--- START Record extracts ---
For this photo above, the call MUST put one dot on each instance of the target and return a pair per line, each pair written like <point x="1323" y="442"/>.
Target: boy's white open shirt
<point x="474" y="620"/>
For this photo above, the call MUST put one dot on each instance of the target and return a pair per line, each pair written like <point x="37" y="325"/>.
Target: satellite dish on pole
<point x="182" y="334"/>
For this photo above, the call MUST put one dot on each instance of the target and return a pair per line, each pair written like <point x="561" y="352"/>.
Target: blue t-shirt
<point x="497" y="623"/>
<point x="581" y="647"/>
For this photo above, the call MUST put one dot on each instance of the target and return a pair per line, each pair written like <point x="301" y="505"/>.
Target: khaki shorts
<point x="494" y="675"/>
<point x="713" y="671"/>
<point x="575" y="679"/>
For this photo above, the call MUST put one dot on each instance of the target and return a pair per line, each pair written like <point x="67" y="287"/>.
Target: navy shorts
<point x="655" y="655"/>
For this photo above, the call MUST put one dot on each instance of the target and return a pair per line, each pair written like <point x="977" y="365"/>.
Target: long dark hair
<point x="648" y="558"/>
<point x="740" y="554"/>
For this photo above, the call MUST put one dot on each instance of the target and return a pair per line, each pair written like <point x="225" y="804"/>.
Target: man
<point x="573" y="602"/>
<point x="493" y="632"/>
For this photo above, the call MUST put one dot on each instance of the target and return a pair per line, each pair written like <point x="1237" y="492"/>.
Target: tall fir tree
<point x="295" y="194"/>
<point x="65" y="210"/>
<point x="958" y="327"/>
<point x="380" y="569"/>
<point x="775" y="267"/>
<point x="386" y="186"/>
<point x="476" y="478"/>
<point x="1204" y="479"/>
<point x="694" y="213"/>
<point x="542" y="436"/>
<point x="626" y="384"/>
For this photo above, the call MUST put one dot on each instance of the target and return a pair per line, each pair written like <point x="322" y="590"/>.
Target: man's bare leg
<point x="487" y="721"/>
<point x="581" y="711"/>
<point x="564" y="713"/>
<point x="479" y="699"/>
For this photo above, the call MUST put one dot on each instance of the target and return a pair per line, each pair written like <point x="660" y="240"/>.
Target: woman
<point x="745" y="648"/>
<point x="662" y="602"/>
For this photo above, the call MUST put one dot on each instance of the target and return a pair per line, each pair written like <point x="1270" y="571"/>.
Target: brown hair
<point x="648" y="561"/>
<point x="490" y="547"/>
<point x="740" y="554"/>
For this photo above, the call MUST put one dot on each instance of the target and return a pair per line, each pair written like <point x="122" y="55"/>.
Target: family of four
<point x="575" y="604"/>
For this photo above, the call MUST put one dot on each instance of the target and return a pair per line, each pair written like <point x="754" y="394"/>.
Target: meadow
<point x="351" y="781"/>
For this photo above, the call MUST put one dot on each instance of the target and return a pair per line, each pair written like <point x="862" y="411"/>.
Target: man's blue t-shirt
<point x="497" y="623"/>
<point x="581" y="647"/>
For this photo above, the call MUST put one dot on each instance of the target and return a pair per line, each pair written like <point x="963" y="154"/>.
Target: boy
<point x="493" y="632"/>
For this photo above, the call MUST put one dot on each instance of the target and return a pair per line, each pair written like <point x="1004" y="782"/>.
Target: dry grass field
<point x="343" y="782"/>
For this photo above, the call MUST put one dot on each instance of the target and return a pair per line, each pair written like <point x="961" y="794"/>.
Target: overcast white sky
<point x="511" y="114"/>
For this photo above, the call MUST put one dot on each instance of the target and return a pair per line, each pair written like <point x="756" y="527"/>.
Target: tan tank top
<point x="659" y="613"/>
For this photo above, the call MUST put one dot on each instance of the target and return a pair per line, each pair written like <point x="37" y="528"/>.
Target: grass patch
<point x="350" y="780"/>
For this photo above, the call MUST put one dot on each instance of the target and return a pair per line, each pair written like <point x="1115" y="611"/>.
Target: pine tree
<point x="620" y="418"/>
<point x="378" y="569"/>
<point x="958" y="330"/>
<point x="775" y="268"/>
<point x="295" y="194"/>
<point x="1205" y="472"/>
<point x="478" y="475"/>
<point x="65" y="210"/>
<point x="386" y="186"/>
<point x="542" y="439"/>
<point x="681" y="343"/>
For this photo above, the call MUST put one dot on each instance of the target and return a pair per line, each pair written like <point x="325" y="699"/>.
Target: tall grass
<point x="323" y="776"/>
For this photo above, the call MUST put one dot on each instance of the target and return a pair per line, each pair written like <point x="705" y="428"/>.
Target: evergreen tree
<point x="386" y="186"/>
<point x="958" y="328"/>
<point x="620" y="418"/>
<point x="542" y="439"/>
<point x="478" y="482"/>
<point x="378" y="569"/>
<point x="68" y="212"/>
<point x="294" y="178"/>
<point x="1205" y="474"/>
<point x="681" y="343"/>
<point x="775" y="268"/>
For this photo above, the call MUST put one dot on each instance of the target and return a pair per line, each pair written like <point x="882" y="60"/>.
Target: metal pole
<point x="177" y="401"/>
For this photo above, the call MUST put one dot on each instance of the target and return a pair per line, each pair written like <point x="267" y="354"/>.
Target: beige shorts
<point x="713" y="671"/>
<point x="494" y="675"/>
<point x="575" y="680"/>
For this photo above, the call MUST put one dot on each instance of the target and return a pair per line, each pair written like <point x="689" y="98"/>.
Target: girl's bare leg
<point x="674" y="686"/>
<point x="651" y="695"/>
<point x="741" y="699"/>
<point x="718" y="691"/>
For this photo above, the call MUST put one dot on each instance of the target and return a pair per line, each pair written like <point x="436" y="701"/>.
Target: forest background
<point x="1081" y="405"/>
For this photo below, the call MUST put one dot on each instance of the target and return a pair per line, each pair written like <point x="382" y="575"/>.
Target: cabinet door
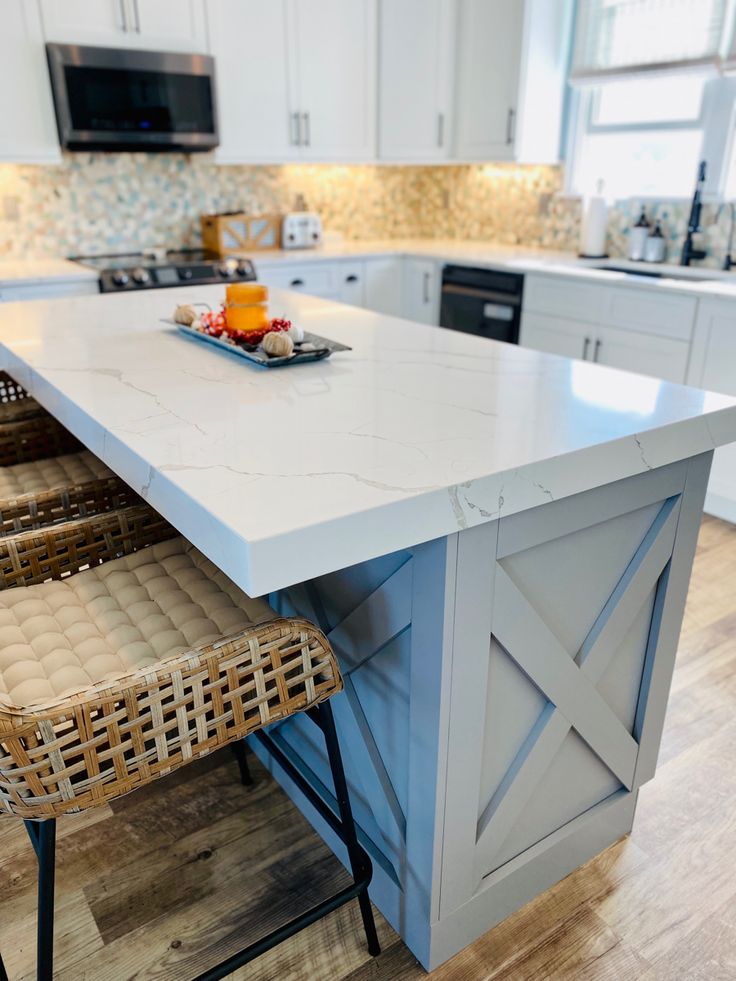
<point x="384" y="286"/>
<point x="421" y="291"/>
<point x="416" y="47"/>
<point x="335" y="55"/>
<point x="312" y="277"/>
<point x="28" y="132"/>
<point x="169" y="25"/>
<point x="489" y="58"/>
<point x="557" y="335"/>
<point x="350" y="278"/>
<point x="104" y="22"/>
<point x="260" y="127"/>
<point x="644" y="354"/>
--- END Record extracts ---
Work to complete
Reproduce exactly the lines from the one with "For this photo below, the" to the bottom of the listing, both ends included, and nothing else. Skip the pictures.

Output below
For this photo below, the call MUST put one dot on each instance of the target and return a pair per line, each pair written like <point x="382" y="575"/>.
Target: cabinet door
<point x="384" y="286"/>
<point x="421" y="291"/>
<point x="416" y="47"/>
<point x="335" y="55"/>
<point x="312" y="277"/>
<point x="28" y="132"/>
<point x="169" y="25"/>
<point x="489" y="58"/>
<point x="557" y="335"/>
<point x="350" y="278"/>
<point x="104" y="22"/>
<point x="260" y="127"/>
<point x="644" y="354"/>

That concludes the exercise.